Text to read:
● ● ● ●

Something that is really handy to bear in mind when creating a material, is how it would interact with light in the real world. Even if you aren’t interested in creating photo realistic renders, it’s likely that you still want to be able to create materials like wood, metal, glass etc, and a vital part of knowing how to do this is knowing how real world materials interact with light. Thankfully this is simply a matter of knowing some basic physics, and being able to apply this knowledge to blenders material editor. The following are a few rules from the real world about how light works, and how this applies to CG.
Diffuse vs Specular Reflection
When light hits any flat surface it reflects back at the same angle:
This is called specular reflection, and gives rise to the focussed, bright reflections we see on shiny surfaces (as well as mirror reflection, as I will discuss in a bit). On a microscopic scale though, most surfaces are actually very rough, causing the light to be scattered off at all angles:
This is called diffuse reflection. The light gets spread out by the surface and goes off in all directions, giving it a flat, matte look. Many materials exhibit varying levels of both these kinds of reflection, giving rise to a broad, diffuse illumination of the surface, along with a smaller, brighter specular highlight, like so:
In other words, something like a standard blender material. Varying the amounts of these kinds of reflection allows one to mimic a wide variety of material types relatively easily, increasing the specularity for shiny objects like plastic and metal, or decreasing it for matte objects like paper or coarse stone. However, to keep materials physically accurate, there are constraints on how much these parameters can be varied.
Conservation of Energy
Edit: I’ve edited this bit quite heavily, as Matt Ebb made some great points in the comments.
Objects look brighter or darker because of the amount of light they reflect. The light they don’t reflect either as a diffuse or specular reflection is absorbed by the surface as heat, and so the total amount of energy hitting the surface is conserved. Blenders internal renderer, being a non-physically correct renderer does not conserve energy, but you can still bear the concept in mind whilst creating materials. In general the specular and diffuse components of a material shader should not both be set to the maximum, as this would suggest that the material was reflecting 100% of the light it received as diffuse light, and then another 100% as specular reflection! Clearly impossible. Instead, if your material reflects a lot of diffuse light, it should probably have a lower specular value, if it is very shiny and has a high specular intensity, then it’s diffuse reflection should probably be low.

● ● ● ●

Provided data:
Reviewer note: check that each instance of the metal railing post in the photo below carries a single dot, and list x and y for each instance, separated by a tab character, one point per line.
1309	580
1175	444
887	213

● ● ● ●

Work to do:
A) According to the passage on light and materials, what becomes of the light a surface doesn't reflect?
B) Please write a continuation of the passage on light and materials, picking up after its final sentence.

Responses to the tasks:
A) It is absorbed by the surface as heat.

B)
In the example above, the specular and diffuse components of the middle sphere are both set right at the maximum, and as a result the material looks too bright. This might not be too noticeable in a simple scene, but in a more complex project things can soon start to look off if you create materials without any regard for keeping them physically plausible.
Specular vs mirror reflections
So we have established that diffuse and specular reflections are part of a single whole, which cannot be more (at least in reality) than the total amount of incident light. However, what about mirror reflections? Well, in reality, there is no difference between specular and mirror reflections, and in physics (as well as many physically correct renderers) the terms are used interchangeably (see the wikipedia article on specular reflection for example). However, when taking about specular reflections in terms of blenders materials, we are talking about an approximation of the way that objects reflect light, that takes into account only the light coming directly from the light source. In many situations, and for many materials, the only light strong enough to create a glossy specular reflection is that which is coming directly from the light source itself, and so this approximation works well for mimicking a basic shiny surface (as in the examples above). But a highly polished, mirror like surface can reflect the light coming from everything in its surroundings, and so we need to enable ray traced mirror reflections to enable this. To keep our material looking correct then, we need to realise that specular and mirror reflections are two sides of the same coin, specular reflections coming from the light itself, and mirror reflections coming from light reflecting off the surroundings.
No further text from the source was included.